Josh Davis (josh_anomaly), Wednesday, 26 May 2004 19:38 (twenty years ago) link

That inversion's there in little ways, too -- Night Owl's infatuation, if not more, with the dominatrix-looking supervillainess (I haven't read it in awhile, but you know the one I mean probably), as a flip of the Batman-Catwoman "I beat you up and lock you up, someday we're gonna get it on" dynamic.

Tep (ktepi), Wednesday, 26 May 2004 19:42 (twenty years ago) link

Hoo-ah, my public library has Camelot 3000, I will take it out now!

The Huckle-Buck (Horace Mann), Wednesday, 26 May 2004 19:48 (twenty years ago) link

xpost, and the whole issue with the 1974 Police Strike as well.

The Huckle-Buck (Horace Mann), Wednesday, 26 May 2004 19:50 (twenty years ago) link

I think I would have liked to have been reading it at the time, just to get the full impact of the end of the penultimate issue "half an hour ago".

I think the ending is an important part of Moore's views on superheroes (at that time: in a recent interview he said "I had a bad week 15 years ago and everyone's still suffering"): the path that starts "you will do good or we will beat you up" leads swiftly to giant mind-control aliens and The Big Lie in general.

And now Ned with the news...

# Task statement:
Reproduce the comic-book discussion above verbatim, copying everything from "Hoo-ah, my public" down to "Lie in general.".

# Supplied entries:
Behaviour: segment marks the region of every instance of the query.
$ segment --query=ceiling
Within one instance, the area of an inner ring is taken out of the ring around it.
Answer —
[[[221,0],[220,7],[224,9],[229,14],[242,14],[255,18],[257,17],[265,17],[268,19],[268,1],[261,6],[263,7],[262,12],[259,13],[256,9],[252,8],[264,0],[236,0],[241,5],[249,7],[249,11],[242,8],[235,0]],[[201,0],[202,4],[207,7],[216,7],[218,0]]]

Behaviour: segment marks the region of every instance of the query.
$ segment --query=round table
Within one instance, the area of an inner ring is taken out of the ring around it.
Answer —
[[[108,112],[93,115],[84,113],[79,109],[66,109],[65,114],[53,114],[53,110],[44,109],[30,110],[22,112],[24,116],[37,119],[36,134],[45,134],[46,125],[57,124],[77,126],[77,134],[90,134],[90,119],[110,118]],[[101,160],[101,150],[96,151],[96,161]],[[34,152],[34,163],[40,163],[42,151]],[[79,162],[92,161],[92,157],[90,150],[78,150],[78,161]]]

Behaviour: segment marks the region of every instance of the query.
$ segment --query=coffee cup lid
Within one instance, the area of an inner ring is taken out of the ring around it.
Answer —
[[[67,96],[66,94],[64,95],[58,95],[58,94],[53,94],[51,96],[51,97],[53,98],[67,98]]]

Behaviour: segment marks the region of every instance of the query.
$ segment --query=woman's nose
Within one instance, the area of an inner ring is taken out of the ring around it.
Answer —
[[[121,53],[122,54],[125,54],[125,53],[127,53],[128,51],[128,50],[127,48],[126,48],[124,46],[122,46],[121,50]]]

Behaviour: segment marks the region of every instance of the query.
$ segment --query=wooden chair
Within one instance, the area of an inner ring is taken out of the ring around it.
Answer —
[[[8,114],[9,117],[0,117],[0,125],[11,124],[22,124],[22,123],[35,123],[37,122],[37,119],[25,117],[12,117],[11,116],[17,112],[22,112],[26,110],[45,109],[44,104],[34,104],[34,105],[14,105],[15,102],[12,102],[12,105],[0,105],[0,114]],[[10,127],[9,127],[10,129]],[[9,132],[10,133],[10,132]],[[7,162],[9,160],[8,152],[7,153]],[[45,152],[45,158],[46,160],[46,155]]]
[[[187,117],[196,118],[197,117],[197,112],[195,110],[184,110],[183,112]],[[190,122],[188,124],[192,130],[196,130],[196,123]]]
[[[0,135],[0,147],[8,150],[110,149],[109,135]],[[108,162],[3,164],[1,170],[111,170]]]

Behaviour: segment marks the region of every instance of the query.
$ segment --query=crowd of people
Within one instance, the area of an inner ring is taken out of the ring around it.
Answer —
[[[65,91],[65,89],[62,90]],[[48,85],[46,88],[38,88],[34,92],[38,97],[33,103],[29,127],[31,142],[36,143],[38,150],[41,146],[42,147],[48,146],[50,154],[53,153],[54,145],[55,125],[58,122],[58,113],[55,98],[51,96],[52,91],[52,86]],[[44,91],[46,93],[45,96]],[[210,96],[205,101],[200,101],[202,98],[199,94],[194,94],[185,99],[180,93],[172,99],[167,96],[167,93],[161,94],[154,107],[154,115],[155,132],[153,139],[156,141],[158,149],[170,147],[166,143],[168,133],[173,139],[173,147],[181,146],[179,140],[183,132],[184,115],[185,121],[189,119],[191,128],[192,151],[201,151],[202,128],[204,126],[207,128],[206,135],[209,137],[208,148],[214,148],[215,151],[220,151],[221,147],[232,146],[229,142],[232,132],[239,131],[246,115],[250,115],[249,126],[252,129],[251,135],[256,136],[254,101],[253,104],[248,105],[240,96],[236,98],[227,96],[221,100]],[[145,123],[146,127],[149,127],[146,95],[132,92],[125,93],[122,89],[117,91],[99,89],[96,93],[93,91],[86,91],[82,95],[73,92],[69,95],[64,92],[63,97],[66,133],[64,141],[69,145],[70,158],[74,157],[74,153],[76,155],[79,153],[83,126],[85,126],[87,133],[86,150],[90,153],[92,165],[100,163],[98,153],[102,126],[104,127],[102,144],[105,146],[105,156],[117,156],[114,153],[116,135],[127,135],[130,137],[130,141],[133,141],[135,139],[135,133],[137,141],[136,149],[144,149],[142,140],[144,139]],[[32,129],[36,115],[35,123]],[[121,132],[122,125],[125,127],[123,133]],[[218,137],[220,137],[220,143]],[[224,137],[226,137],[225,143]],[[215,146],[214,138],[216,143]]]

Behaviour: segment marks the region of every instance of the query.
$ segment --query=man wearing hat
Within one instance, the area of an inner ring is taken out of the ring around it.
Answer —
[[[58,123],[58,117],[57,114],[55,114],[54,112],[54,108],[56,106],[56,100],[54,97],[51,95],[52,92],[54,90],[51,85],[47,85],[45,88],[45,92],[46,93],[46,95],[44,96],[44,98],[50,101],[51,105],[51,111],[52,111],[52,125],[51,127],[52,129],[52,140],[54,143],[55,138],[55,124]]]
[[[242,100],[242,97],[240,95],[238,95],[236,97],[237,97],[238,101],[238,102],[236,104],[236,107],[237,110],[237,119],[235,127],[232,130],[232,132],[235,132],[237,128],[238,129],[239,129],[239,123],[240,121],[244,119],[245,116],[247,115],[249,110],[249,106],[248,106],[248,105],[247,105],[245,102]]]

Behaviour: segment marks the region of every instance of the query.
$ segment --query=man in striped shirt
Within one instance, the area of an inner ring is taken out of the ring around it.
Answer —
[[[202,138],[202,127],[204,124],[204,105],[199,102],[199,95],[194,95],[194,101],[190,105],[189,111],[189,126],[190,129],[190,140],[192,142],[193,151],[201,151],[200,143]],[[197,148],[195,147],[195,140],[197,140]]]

# Output of the task:
Hoo-ah, my public library has Camelot 3000, I will take it out now!

The Huckle-Buck (Horace Mann), Wednesday, 26 May 2004 19:48 (twenty years ago) link

xpost, and the whole issue with the 1974 Police Strike as well.

The Huckle-Buck (Horace Mann), Wednesday, 26 May 2004 19:50 (twenty years ago) link

I think I would have liked to have been reading it at the time, just to get the full impact of the end of the penultimate issue "half an hour ago".

I think the ending is an important part of Moore's views on superheroes (at that time: in a recent interview he said "I had a bad week 15 years ago and everyone's still suffering"): the path that starts "you will do good or we will beat you up" leads swiftly to giant mind-control aliens and The Big Lie in general.